» **Task requirements**
1. Say whether each statement agrees with the message below. Answer yes or no, and quote the deciding words exactly.
(a) The initial value of voice-pitch is medium.
(b) Voice-pitch is not inherited.
(c) The grandchild should be 2st higher than the child.
2. Duplicate a passage of the message below. Begin at the words that contain "- From: Daniel" and stop after "had in mind.".

- From: Daniel Weck <daniel.weck@gmail.com>
- Date: Wed, 13 Jul 2011 21:42:28 +0100
- To: www style <www-style@w3.org>
- Cc: fantasai <fantasai.lists@inkedblade.net>
I added an example to illustrate the point (scroll down a bit):
http://dev.w3.org/csswg/css3-speech/#voice-range
Let me know if this is what you had in mind.
(I think it is correct :)
On 13 Jul 2011, at 21:16, Daniel Weck wrote:
> I'm with you, thank you for the clarification / enlightenment.
> But we also need the computed value to allow absolute frequencies in addition to the keyword enumeration (the initial value is 'medium' but it may be overridden with, say, "200Hz"):
>
> Computed value:
> an absolute frequency or keyword value, and potentially, a frequency, semitone, or percentage representing any non-zero offsets.
>
> Does that sound right?
>
> On 13 Jul 2011, at 19:47, fantasai wrote:
>
>> http://dev.w3.org/csswg/css3-speech/#voice-props-voice-pitch
>>
>> Value: <frequency> && absolute? | <semitones> | <percentage> | x-low | low | medium | high | x-high
>> Initial: medium
>> Applies to: all elements
>> Inherited: yes
>> Percentages: refer to inherited value
>> Media: speech
>> Computed value: specified value
>>
>> "Specified value" isn't going to work because if I have
>>
>> <parent>
>> <child>
>> <grandchild/>
>> </child>
>> </parent>
>>
>> parent {
>> voice-pitch: low;
>> }
>>
>> child {
>> voice-pitch: 2st;
>> }
>>
>> then child and grandchild should both have "low + 2st"; grandchild
>> should not be 2st higher than child.

» **Information given**
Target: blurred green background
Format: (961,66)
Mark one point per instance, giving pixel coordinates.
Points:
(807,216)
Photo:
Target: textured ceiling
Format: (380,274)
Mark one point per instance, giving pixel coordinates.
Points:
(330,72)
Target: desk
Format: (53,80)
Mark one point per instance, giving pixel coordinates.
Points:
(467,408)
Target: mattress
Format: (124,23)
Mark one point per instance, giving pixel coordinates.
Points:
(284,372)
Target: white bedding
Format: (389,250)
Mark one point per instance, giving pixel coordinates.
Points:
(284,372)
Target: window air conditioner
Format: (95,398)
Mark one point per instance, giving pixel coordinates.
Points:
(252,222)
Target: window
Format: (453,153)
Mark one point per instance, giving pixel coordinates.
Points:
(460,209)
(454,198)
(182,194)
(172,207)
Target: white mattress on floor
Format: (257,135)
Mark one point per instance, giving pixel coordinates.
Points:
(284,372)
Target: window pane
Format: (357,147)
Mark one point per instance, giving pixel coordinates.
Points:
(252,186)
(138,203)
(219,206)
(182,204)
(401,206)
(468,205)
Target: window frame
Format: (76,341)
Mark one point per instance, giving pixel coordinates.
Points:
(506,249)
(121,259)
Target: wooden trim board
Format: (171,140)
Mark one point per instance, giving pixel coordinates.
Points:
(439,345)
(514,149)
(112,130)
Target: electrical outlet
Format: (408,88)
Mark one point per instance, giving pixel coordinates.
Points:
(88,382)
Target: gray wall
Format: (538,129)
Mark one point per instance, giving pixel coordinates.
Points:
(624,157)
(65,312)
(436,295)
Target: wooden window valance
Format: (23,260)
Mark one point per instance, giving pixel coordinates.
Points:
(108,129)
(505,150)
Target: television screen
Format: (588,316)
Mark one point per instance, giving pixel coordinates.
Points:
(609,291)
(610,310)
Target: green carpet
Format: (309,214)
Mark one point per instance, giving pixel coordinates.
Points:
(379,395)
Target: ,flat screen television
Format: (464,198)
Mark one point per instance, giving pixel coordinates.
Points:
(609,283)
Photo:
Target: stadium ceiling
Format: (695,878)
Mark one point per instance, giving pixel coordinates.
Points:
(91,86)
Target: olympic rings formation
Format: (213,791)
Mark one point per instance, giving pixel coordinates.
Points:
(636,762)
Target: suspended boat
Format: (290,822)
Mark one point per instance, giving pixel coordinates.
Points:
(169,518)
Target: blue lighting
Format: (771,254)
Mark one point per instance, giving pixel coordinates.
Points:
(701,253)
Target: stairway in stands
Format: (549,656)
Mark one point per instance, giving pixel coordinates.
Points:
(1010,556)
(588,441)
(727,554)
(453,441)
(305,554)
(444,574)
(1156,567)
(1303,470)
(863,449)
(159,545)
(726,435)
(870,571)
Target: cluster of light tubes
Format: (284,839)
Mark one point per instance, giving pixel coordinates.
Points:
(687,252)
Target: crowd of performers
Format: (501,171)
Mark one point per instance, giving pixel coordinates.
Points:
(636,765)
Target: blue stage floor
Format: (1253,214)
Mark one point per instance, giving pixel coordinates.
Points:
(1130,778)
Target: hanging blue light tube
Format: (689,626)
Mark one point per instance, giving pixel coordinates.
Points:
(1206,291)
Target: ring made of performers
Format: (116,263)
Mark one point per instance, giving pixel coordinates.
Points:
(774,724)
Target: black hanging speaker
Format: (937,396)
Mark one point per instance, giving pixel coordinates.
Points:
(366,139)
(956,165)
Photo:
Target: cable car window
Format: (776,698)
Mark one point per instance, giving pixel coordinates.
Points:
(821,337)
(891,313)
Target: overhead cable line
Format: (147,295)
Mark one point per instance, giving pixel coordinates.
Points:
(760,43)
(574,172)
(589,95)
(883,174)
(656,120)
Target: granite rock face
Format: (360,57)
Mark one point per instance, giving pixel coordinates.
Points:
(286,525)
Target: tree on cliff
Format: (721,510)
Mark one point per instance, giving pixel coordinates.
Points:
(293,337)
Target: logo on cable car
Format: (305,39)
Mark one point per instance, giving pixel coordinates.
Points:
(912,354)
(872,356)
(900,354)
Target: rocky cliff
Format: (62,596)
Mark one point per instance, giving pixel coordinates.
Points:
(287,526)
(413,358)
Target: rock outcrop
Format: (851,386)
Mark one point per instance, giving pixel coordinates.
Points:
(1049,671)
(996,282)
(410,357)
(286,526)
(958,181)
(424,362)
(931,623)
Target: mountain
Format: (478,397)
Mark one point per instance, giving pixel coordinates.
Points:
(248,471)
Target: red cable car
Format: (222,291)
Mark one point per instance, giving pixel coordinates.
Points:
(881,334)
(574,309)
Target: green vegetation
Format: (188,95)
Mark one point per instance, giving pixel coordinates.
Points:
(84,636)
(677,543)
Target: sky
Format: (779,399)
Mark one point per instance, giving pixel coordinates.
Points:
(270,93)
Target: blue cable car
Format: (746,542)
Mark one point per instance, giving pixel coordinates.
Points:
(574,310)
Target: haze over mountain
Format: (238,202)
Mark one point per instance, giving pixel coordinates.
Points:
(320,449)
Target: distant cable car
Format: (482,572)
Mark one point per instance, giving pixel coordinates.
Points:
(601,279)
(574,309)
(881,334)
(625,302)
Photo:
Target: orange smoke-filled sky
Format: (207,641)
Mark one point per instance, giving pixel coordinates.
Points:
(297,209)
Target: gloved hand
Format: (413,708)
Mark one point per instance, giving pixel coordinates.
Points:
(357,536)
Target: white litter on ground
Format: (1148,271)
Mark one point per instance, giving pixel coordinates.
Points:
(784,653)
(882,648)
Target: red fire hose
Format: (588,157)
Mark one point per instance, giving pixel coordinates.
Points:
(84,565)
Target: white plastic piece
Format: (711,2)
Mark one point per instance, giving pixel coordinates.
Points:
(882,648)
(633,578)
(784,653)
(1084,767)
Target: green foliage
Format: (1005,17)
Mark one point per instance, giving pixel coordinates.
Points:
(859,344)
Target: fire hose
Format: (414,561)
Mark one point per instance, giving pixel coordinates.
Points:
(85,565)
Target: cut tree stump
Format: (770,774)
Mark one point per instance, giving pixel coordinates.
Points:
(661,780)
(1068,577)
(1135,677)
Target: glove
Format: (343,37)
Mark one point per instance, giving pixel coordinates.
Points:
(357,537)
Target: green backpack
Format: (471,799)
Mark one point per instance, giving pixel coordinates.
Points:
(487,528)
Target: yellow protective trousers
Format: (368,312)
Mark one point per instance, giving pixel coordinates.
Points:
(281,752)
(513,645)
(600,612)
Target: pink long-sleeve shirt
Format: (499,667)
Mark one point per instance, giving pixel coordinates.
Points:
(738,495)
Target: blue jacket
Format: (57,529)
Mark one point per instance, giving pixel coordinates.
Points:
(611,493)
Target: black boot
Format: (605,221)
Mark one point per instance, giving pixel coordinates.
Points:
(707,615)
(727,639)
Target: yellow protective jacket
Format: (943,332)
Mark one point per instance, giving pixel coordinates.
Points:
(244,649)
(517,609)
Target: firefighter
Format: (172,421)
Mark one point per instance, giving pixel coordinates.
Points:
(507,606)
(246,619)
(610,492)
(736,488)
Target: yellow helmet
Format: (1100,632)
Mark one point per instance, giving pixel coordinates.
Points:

» **Answers by task**
1.
(a) Yes: "Initial: medium"
(b) No: "Inherited: yes"
(c) No: "should not be 2st higher than child."

2.
- From: Daniel Weck <daniel.weck@gmail.com>
- Date: Wed, 13 Jul 2011 21:42:28 +0100
- To: www style <www-style@w3.org>
- Cc: fantasai <fantasai.lists@inkedblade.net>
I added an example to illustrate the point (scroll down a bit):
http://dev.w3.org/csswg/css3-speech/#voice-range
Let me know if this is what you had in mind.